▶ [Tarea planteada]: ¿Puedes reproducir sin ningún cambio las líneas de los registros desde la que contiene "the osb board" hasta la que contiene "[[107, 210]]", ambas incluidas?

(Extractos de un conjunto de datos sobre señalar objetos)
►

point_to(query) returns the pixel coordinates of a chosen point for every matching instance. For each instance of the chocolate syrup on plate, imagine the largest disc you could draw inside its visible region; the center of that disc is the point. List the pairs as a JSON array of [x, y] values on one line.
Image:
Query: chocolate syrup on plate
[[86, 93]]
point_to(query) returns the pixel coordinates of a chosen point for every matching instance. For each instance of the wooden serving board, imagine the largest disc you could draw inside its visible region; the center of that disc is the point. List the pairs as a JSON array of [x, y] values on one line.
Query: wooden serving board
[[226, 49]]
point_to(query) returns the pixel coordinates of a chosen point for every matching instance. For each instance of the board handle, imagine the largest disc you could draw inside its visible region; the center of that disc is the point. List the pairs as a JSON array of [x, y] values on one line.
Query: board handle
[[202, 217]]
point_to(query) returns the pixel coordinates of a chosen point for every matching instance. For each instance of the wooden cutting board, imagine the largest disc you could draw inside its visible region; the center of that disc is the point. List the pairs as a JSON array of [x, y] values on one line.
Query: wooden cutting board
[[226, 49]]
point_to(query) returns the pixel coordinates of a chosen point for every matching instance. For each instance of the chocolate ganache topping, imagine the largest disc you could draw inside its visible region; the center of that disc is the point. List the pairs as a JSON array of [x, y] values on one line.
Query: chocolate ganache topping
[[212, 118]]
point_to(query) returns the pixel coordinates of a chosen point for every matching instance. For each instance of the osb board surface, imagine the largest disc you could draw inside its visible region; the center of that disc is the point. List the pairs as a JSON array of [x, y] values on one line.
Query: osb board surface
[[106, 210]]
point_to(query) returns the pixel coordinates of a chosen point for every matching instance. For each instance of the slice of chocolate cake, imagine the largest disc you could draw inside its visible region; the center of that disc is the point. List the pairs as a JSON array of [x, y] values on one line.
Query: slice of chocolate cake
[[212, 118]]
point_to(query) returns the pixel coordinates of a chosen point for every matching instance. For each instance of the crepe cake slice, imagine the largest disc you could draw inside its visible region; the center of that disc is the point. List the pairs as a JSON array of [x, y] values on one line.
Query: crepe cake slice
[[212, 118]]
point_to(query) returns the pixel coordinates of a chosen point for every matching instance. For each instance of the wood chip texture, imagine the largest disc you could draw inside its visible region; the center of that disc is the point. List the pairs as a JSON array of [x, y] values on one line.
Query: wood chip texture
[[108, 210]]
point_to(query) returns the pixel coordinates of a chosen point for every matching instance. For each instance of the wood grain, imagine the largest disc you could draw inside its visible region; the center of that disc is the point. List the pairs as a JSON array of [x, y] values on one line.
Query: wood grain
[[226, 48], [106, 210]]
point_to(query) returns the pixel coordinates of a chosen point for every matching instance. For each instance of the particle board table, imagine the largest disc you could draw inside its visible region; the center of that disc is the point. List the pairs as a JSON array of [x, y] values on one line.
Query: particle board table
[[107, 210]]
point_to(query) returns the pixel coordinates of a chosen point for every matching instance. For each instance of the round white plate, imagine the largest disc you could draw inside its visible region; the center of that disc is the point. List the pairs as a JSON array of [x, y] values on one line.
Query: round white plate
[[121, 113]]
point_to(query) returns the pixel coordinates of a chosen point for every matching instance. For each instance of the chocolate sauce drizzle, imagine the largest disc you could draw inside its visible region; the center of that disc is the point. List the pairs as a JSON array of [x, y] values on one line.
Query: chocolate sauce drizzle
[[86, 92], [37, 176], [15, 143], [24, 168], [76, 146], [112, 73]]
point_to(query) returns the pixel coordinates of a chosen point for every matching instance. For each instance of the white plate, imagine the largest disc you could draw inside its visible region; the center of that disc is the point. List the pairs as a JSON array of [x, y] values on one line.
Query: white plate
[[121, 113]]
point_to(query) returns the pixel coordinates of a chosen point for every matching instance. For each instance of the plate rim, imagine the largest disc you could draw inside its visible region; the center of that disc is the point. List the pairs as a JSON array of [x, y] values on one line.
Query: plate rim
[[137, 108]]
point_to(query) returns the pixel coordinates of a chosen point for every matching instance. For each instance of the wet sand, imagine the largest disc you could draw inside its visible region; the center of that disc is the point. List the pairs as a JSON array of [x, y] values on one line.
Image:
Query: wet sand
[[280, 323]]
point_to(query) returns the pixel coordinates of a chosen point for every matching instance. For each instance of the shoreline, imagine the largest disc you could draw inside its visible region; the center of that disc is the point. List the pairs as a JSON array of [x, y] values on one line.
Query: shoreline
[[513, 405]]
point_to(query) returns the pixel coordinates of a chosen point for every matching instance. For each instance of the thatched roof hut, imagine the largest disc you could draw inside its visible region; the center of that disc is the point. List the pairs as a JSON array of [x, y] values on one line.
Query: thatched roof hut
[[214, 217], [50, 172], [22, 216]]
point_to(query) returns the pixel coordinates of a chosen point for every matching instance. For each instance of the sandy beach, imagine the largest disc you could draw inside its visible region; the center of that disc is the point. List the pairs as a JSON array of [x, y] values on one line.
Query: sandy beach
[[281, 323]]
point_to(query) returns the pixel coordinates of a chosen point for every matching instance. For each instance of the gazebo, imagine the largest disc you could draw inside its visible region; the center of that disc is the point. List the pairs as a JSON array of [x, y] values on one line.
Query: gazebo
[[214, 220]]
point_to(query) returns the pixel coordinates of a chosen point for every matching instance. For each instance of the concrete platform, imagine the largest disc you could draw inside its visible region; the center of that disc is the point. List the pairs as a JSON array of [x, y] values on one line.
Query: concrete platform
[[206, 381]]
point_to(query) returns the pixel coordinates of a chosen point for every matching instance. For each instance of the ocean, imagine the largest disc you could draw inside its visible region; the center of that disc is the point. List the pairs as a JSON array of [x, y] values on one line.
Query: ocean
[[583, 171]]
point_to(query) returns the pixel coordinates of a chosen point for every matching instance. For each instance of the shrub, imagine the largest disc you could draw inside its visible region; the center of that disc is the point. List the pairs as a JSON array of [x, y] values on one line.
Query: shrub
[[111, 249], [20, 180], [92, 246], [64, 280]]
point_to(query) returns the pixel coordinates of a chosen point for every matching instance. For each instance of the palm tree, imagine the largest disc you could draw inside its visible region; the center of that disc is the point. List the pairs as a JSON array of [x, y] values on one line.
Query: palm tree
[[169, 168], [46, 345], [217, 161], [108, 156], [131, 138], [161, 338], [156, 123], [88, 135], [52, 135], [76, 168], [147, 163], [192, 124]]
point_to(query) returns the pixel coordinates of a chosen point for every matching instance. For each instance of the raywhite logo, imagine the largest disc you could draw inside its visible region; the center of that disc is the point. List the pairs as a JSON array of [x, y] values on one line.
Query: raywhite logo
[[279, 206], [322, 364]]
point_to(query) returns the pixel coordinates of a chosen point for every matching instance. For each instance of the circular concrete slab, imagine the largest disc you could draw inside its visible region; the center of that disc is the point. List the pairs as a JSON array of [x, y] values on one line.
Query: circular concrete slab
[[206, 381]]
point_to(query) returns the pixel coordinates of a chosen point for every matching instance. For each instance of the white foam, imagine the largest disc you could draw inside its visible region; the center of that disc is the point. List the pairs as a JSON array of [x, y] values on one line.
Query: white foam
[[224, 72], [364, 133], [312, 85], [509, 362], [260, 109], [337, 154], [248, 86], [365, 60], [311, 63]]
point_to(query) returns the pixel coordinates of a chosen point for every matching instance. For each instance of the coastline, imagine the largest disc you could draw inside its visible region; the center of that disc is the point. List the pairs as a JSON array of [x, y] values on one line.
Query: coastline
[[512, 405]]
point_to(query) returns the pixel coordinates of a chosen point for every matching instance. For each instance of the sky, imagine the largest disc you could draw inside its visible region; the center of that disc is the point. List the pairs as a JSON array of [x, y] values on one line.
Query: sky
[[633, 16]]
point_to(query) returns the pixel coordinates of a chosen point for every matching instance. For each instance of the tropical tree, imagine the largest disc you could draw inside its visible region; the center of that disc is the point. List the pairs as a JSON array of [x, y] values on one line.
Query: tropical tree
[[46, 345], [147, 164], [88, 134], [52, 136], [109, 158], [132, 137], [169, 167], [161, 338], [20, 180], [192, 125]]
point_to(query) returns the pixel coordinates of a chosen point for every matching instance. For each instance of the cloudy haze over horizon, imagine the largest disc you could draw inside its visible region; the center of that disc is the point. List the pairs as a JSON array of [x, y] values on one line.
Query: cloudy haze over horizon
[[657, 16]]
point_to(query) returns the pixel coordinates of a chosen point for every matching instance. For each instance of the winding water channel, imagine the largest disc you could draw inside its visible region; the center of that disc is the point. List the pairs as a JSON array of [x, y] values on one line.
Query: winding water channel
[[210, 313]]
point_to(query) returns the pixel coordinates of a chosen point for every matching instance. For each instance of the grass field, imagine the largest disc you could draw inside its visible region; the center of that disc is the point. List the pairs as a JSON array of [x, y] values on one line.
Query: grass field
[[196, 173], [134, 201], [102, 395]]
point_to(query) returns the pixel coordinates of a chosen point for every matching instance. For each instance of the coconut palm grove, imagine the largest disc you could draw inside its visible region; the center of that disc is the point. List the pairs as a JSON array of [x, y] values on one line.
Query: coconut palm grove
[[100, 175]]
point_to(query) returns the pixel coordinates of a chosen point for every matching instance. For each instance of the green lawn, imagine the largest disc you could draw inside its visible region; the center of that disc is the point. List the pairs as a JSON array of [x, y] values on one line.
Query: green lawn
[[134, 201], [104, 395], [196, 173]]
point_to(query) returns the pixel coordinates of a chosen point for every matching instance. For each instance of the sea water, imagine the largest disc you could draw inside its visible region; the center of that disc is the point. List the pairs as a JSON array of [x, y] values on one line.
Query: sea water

◄

▶ [Respuesta a la tarea]:
point_to(query) returns the pixel coordinates of a chosen point for every matching instance. For each instance of the osb board surface, imagine the largest disc you could draw inside its visible region; the center of that disc is the point. List the pairs as a JSON array of [x, y] values on one line.
Query: osb board surface
[[106, 210]]
point_to(query) returns the pixel coordinates of a chosen point for every matching instance. For each instance of the slice of chocolate cake, imagine the largest disc you could draw inside its visible region; the center of that disc is the point. List the pairs as a JSON array of [x, y] values on one line.
Query: slice of chocolate cake
[[212, 118]]
point_to(query) returns the pixel coordinates of a chosen point for every matching instance. For each instance of the crepe cake slice, imagine the largest disc you could draw inside its visible region; the center of that disc is the point. List the pairs as a JSON array of [x, y] values on one line.
Query: crepe cake slice
[[212, 118]]
point_to(query) returns the pixel coordinates of a chosen point for every matching instance. For each instance of the wood chip texture, imagine the largest disc you could draw inside its visible region; the center of that disc is the point. List the pairs as a JSON array of [x, y] values on one line.
Query: wood chip texture
[[108, 210]]
point_to(query) returns the pixel coordinates of a chosen point for every matching instance. For each instance of the wood grain, imagine the largest disc you could draw inside its visible region; the center of that disc is the point. List the pairs as a JSON array of [x, y] values on one line.
Query: wood grain
[[226, 48], [106, 210]]
point_to(query) returns the pixel coordinates of a chosen point for every matching instance. For each instance of the particle board table, imagine the largest disc you could draw inside its visible region; the center of that disc is the point. List the pairs as a JSON array of [x, y] values on one line.
Query: particle board table
[[107, 210]]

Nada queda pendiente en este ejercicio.